## DIRECTION
Please copy the lines from the one with "Detect dark blurred" up to and including the one with "1050 370 1209 616", changing "index finger" to "ring finger" and leaving everything else untouched.

## SUPPLIED MATERIAL
————————

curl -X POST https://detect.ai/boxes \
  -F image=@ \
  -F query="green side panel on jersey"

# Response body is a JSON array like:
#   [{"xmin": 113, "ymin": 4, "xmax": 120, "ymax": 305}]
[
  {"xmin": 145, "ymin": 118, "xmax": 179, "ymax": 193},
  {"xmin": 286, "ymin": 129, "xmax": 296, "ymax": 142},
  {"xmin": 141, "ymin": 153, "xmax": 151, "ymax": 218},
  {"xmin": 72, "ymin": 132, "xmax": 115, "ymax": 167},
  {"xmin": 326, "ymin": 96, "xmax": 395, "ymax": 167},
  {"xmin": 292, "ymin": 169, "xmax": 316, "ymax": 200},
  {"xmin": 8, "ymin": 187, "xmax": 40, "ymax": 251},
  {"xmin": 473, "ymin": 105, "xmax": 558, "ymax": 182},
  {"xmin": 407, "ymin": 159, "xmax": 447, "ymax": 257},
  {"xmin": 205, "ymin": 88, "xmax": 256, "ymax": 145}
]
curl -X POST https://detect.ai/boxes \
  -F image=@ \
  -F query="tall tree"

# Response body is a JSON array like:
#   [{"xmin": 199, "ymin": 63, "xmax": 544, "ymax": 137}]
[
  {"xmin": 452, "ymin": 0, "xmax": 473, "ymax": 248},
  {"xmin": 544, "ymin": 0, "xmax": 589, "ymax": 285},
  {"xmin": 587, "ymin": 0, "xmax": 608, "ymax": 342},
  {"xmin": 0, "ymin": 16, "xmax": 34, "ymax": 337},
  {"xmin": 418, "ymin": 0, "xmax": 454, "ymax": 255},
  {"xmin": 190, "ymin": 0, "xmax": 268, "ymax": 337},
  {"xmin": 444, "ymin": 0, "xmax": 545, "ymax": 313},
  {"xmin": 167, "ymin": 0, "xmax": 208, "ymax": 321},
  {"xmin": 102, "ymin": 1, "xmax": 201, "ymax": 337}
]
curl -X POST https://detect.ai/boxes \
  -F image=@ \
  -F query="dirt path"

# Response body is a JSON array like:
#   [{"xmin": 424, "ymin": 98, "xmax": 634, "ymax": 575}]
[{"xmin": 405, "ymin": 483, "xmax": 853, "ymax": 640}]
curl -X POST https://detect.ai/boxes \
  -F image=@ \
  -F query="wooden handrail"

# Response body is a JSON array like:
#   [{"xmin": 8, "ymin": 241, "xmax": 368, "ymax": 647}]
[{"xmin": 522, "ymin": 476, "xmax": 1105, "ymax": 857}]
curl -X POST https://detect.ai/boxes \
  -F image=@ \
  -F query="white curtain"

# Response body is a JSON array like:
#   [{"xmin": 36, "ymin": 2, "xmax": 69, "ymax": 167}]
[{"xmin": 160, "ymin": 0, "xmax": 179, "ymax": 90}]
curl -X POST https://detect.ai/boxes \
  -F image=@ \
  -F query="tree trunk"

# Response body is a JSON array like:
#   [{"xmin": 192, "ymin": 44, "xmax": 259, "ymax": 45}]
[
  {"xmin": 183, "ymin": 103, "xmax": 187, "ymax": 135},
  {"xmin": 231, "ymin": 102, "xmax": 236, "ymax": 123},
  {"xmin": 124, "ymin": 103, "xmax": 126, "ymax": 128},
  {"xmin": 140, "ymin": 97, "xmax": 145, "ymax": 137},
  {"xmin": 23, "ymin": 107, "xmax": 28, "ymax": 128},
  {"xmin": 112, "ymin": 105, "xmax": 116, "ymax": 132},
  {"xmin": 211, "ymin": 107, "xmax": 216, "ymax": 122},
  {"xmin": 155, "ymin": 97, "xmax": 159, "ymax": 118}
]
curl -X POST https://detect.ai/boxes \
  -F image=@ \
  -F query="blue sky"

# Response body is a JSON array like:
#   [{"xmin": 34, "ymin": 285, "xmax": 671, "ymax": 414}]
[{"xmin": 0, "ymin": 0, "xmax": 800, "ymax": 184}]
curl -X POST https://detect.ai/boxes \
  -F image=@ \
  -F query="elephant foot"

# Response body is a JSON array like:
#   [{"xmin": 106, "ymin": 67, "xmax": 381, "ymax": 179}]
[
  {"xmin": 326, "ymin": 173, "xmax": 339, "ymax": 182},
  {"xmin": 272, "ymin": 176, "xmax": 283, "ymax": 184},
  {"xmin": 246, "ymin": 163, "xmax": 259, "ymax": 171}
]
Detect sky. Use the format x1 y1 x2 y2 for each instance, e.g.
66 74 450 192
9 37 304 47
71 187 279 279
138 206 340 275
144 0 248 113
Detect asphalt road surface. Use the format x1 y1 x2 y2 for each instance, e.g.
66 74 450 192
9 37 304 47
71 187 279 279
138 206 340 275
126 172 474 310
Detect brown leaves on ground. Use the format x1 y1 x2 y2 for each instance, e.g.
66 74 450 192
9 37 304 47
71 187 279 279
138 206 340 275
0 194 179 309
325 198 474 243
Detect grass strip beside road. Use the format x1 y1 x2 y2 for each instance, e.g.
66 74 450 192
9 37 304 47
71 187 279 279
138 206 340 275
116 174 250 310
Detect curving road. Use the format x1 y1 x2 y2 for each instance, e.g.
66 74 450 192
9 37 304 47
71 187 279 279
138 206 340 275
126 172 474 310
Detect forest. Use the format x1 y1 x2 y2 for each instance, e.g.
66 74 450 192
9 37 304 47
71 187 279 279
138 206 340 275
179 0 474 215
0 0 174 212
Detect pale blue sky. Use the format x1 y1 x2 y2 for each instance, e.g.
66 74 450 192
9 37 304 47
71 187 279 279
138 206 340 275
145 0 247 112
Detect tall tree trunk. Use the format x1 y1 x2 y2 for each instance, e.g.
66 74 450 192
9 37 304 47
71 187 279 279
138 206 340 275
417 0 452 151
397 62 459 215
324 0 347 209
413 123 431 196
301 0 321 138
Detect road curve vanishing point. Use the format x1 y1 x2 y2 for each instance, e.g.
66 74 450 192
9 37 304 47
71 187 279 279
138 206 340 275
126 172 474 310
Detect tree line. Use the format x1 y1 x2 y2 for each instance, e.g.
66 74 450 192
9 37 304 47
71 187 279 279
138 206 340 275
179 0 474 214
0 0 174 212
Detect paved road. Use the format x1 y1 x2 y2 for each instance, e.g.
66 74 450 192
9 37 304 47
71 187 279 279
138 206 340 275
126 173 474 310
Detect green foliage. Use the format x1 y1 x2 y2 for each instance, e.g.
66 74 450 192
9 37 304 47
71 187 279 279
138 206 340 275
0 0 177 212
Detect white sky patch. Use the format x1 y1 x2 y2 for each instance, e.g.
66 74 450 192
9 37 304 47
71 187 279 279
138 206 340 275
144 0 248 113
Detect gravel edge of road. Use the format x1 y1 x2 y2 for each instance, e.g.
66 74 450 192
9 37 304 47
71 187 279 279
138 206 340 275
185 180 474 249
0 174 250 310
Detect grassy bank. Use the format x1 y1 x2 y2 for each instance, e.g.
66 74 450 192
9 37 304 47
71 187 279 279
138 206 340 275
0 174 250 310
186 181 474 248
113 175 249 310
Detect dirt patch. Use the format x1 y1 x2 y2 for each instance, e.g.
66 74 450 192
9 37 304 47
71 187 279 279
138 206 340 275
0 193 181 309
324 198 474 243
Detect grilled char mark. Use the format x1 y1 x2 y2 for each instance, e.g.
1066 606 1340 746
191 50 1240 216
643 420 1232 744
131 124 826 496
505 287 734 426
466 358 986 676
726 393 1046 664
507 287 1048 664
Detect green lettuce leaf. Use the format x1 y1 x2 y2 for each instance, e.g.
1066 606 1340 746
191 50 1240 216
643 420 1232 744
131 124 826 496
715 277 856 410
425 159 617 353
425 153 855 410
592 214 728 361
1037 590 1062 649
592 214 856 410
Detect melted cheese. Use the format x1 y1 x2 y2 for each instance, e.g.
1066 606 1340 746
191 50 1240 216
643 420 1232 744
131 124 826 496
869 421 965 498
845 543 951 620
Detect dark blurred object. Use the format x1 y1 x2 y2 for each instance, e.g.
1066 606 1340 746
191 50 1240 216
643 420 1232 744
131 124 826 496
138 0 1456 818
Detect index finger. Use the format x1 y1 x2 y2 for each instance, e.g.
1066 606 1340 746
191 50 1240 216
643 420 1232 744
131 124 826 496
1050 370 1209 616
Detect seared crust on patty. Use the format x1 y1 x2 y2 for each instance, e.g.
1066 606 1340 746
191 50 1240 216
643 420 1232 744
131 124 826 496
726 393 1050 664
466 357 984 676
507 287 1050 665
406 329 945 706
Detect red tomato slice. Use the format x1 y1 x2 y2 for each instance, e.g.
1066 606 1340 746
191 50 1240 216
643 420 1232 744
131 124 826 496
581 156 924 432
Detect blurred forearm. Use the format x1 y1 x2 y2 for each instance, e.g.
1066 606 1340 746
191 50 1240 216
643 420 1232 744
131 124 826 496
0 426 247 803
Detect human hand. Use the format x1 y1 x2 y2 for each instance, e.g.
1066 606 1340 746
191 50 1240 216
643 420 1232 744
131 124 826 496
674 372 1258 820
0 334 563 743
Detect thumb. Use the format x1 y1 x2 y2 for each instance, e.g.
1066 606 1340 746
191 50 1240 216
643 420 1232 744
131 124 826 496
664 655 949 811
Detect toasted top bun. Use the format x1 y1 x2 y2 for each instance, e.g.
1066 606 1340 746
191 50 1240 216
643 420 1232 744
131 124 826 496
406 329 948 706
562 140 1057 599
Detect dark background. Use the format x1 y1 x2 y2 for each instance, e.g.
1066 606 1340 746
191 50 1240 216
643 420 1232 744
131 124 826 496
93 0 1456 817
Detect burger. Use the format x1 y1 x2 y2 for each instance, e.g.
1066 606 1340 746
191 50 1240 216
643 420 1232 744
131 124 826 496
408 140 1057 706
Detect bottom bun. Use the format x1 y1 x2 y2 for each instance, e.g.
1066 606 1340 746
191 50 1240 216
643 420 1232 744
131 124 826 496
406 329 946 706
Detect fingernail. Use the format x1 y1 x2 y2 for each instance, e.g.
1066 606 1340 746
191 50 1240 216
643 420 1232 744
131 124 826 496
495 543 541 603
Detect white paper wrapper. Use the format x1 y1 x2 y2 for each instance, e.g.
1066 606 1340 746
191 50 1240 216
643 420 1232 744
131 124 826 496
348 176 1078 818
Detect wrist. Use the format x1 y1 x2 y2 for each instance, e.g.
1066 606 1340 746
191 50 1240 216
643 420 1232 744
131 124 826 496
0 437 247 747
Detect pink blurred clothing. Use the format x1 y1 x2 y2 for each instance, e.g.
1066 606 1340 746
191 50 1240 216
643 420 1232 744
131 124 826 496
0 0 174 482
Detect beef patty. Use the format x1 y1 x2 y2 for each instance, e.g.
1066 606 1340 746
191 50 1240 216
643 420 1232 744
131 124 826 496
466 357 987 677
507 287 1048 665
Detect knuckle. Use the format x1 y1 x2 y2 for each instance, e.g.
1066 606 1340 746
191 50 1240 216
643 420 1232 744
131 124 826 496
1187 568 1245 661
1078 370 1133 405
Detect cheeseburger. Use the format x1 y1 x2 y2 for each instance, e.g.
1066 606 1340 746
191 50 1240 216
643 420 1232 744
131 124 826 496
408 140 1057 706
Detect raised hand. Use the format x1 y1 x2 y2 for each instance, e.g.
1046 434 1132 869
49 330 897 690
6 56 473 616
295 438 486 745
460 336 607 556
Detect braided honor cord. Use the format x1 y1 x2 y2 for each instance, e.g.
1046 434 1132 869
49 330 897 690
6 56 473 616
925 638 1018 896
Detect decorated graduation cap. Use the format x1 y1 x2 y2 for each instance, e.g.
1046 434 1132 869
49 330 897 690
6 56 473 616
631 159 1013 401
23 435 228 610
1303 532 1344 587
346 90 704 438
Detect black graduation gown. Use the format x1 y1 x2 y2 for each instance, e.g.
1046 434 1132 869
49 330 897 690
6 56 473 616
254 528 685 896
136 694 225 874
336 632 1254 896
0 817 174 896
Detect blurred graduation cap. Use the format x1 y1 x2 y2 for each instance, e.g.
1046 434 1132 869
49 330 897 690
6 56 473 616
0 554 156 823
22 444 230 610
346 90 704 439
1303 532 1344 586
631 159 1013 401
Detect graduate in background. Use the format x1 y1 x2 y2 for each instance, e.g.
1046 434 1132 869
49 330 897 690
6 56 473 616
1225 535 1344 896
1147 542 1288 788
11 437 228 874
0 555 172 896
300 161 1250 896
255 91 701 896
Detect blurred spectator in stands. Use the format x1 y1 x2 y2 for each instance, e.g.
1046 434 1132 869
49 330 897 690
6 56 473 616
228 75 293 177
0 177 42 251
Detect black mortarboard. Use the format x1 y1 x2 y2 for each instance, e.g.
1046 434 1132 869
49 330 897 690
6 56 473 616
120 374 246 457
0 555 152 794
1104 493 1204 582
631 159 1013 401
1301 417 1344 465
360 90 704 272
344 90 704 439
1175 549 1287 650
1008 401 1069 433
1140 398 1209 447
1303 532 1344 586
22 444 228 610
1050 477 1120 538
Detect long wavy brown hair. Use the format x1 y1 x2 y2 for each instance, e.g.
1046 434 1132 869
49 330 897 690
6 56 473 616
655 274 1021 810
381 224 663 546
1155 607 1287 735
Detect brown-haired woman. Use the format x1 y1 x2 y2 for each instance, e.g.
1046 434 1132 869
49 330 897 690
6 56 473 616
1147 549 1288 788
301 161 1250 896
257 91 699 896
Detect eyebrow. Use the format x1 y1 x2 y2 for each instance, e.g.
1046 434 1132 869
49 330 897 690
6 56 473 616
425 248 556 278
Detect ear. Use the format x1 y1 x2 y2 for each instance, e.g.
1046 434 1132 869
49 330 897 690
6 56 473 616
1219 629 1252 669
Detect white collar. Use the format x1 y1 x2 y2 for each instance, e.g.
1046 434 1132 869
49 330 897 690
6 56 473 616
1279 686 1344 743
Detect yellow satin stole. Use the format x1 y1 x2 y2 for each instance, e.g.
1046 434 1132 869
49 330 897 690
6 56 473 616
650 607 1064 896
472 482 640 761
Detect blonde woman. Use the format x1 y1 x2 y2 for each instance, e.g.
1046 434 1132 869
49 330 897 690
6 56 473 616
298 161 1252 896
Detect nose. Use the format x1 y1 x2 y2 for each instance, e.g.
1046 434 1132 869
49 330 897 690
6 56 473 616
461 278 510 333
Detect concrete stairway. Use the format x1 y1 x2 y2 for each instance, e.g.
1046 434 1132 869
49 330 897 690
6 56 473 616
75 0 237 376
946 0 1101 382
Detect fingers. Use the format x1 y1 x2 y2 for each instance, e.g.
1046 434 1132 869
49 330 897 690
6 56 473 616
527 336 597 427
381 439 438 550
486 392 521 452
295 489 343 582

————————

## TASK RESULT
Detect dark blurred object. Use the format x1 y1 x2 y2 for each instance, e.g.
1066 606 1340 746
191 50 1240 216
643 420 1232 744
131 124 826 496
138 0 1456 818
Detect ring finger. Use the format x1 y1 x2 y2 for each instance, e.g.
1066 606 1340 746
191 50 1240 216
643 420 1232 744
131 124 826 496
1050 370 1209 616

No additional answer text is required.